**AIM OF THE TASK**
Copy every record below, exactly as written.

**GIVEN RECORDS**
────
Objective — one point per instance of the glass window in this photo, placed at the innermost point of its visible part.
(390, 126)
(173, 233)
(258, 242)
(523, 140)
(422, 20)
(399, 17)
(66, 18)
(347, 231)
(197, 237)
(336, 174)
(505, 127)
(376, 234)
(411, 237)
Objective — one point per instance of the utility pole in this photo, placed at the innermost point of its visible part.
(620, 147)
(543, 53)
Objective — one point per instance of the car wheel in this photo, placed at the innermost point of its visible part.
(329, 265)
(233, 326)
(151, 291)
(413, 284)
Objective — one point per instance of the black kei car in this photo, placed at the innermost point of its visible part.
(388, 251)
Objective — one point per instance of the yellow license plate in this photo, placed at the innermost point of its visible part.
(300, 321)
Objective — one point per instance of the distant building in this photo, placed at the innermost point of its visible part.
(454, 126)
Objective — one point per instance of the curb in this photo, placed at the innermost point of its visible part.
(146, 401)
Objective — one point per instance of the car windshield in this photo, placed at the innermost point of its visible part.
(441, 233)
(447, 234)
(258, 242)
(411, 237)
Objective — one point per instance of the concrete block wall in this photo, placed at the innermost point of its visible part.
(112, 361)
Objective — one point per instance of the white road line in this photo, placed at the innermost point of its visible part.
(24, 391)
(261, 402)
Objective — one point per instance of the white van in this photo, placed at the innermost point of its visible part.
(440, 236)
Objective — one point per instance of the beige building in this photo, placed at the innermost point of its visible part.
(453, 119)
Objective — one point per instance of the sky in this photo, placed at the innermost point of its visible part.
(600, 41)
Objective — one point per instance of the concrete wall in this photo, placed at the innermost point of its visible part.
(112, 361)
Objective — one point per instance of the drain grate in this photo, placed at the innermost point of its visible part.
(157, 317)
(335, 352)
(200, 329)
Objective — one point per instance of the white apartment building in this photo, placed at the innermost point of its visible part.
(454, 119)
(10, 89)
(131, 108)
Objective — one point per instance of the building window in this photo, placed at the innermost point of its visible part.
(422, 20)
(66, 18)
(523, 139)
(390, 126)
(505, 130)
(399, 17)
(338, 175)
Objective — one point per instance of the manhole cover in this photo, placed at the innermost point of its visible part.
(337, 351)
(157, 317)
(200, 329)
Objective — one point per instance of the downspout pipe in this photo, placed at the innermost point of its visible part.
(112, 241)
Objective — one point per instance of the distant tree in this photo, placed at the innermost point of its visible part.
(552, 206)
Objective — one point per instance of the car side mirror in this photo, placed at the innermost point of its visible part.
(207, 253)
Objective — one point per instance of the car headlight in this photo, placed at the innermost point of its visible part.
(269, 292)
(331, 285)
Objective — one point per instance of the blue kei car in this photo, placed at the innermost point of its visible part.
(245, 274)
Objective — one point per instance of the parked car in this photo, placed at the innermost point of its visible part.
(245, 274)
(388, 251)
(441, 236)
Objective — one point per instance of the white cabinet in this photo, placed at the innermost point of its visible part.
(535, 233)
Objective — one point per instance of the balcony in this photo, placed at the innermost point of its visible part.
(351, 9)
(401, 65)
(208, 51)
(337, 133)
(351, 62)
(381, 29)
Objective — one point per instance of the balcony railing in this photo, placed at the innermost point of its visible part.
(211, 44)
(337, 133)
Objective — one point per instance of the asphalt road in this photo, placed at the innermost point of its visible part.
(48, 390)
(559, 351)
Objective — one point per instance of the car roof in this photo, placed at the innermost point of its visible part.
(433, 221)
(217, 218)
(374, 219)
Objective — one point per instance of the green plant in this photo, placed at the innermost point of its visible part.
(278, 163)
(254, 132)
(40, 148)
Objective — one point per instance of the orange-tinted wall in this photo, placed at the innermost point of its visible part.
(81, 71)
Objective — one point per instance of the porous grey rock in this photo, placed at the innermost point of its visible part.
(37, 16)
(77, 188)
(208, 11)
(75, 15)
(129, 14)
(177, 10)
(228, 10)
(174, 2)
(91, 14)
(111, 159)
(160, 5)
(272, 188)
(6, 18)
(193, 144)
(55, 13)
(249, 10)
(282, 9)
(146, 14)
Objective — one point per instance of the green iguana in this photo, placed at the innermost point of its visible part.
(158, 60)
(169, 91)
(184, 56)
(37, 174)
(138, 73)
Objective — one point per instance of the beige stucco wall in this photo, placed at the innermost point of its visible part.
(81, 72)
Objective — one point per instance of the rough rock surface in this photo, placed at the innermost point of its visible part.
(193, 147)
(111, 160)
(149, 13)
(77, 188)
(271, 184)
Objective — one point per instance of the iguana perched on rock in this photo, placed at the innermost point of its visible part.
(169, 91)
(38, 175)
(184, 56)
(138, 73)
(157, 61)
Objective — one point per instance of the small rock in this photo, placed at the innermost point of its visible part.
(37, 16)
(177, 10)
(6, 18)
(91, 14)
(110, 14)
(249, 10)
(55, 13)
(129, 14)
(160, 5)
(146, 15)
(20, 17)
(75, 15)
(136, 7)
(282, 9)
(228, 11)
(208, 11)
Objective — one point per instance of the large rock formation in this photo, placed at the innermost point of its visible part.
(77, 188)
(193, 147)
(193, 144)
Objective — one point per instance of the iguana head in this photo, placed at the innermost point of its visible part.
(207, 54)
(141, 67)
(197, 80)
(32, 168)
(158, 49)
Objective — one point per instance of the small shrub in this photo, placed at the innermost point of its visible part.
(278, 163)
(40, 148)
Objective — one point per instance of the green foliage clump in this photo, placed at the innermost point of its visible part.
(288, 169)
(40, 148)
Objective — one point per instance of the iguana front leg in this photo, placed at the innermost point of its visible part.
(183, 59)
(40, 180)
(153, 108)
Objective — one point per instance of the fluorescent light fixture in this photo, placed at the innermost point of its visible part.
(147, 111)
────
**ANSWER BELOW**
Objective — one point per instance of the glass window in this photo, placed at the innermost point of its visible part.
(390, 126)
(173, 233)
(258, 242)
(523, 140)
(422, 20)
(399, 17)
(66, 18)
(347, 231)
(197, 237)
(336, 174)
(505, 127)
(376, 234)
(411, 237)
Objective — one point per instance of the utility pole in this photo, placed at the innermost point of its visible part.
(620, 147)
(543, 53)
Objective — one point per instance of the car wheel in this photo, placed at the innermost point of its visible part.
(329, 265)
(233, 326)
(151, 291)
(413, 284)
Objective — one point per instance of the black kei car in this photo, placed at the innermost point of its visible part.
(388, 251)
Objective — one point per instance of the yellow license plate in this photo, placed at the innermost point of its visible part.
(300, 321)
Objective — one point per instance of the distant building in this photo, placed at the innermost point of its visible part.
(454, 126)
Objective — one point per instance of the curb in this photo, placed at the innermost point of its visible part.
(146, 401)
Objective — one point per instance of the car windshield in this photo, placed at the innermost point of its visible part.
(441, 233)
(447, 234)
(258, 242)
(411, 237)
Objective — one point per instance of the concrete block wall in this photo, placed at the innermost point of its visible part.
(112, 361)
Objective — one point per instance of the white road line in this photo, placed at the innermost point of its visible part.
(24, 391)
(261, 402)
Objective — one point per instance of the white van in this photo, placed at the innermost point of its visible part.
(440, 236)
Objective — one point per instance of the beige building in this photo, placed at the innermost point of its visible part.
(453, 119)
Objective — one point per instance of the sky in this photo, placed at the innermost point of its visible part.
(600, 41)
Objective — one point per instance of the concrete wall in this photo, placed at the innermost point of its visible part.
(112, 361)
Objective — one point per instance of the drain grate in this photo, placed at the innermost point of its visible part.
(157, 317)
(335, 352)
(200, 329)
Objective — one point per instance of the white apartment building in this photo, placed at the innermost point of its visible part.
(454, 119)
(10, 89)
(131, 108)
Objective — one point per instance of the building window in this photo, placed at the innermost point of its visible part.
(422, 20)
(66, 18)
(523, 139)
(390, 126)
(505, 130)
(399, 17)
(338, 175)
Objective — one point per instance of the manhole cover in this photo, placed at the innermost point of its visible part.
(337, 351)
(157, 317)
(200, 329)
Objective — one point per instance of the downspout pipe in this photo, placed at the innermost point of its visible part.
(112, 241)
Objective — one point per instance of the distant tree in this photo, placed at the innermost point of its visible part.
(552, 206)
Objective — one point per instance of the car side mirror in this photo, placed at the innermost point of its visible part.
(207, 253)
Objective — one point per instance of the car headlight in this photo, placed at the innermost point of its visible part.
(269, 292)
(331, 285)
Objective — one point per instance of the blue kei car in this photo, placed at the innermost point of its visible part.
(245, 274)
Objective — one point per instance of the parked car in this photo, placed at the innermost point of its visible part.
(245, 274)
(388, 251)
(441, 236)
Objective — one point per instance of the white cabinet in this photo, placed at the innermost point of its visible part.
(535, 233)
Objective — one point per instance of the balcony in this photo, placed at the innermost point of its visible part.
(351, 9)
(401, 65)
(208, 51)
(337, 133)
(351, 62)
(381, 29)
Objective — one point per instance of the balcony railing in this photo, placed at the innermost point of its visible part.
(211, 44)
(337, 133)
Objective — one point per instance of the asphalt road in this photo, placed at the innermost point of its visible part.
(48, 390)
(559, 351)
Objective — one point per instance of the car roof in this photo, placed at the innermost point of its visible part.
(433, 221)
(217, 218)
(374, 219)
Objective — one point per instance of the green plant in this photo, placed at the innermost point of its visible part.
(278, 163)
(254, 132)
(40, 148)
Objective — one point per instance of the orange-tinted wall in this photo, placed at the innermost point of its visible part.
(81, 71)
Objective — one point per instance of the porous grey rock in this photo, placed at the innermost point of its visible part.
(37, 16)
(77, 188)
(208, 11)
(75, 15)
(129, 14)
(177, 10)
(228, 10)
(174, 2)
(91, 14)
(111, 159)
(160, 5)
(272, 188)
(6, 18)
(193, 144)
(55, 13)
(249, 10)
(282, 9)
(146, 14)
Objective — one point per instance of the green iguana in this photo, placed at the innermost point of its visible part.
(158, 60)
(169, 91)
(184, 56)
(37, 174)
(138, 73)
Objective — one point per instance of the beige stucco wall in this photo, placed at the innermost point of its visible part.
(81, 72)
Objective — one point per instance of the rough rock surface in this photo, placed at the innermost point of its visible part.
(193, 147)
(111, 160)
(149, 13)
(77, 188)
(271, 184)
Objective — one point per instance of the iguana perched on rock in this photo, placed at the innermost point of its visible part.
(169, 91)
(38, 175)
(184, 56)
(138, 73)
(157, 61)
Objective — one point per instance of the small rock in this photo, placed at the innermost point of its visible part.
(37, 16)
(177, 10)
(6, 18)
(91, 14)
(110, 14)
(249, 10)
(55, 13)
(129, 14)
(160, 5)
(146, 15)
(20, 17)
(75, 15)
(136, 7)
(282, 9)
(228, 11)
(208, 11)
Objective — one point per instance of the large rock formation in this photo, placed at the innermost point of its visible part.
(77, 188)
(193, 147)
(193, 144)
Objective — one point per instance of the iguana head in this photo, placed at the innermost point of its visible part.
(207, 54)
(141, 67)
(197, 80)
(32, 168)
(158, 49)
Objective — one point per instance of the small shrub in this photo, placed at the innermost point of its visible part.
(278, 163)
(40, 148)
Objective — one point per instance of the green foliage clump in this photo, placed at the innermost point of its visible part.
(288, 169)
(40, 148)
Objective — one point per instance of the iguana front leg in this photo, placed at the innermost point of its visible part.
(183, 59)
(40, 180)
(153, 108)
Objective — one point per instance of the fluorescent light fixture in this photo, placed at the innermost point of its visible part.
(147, 111)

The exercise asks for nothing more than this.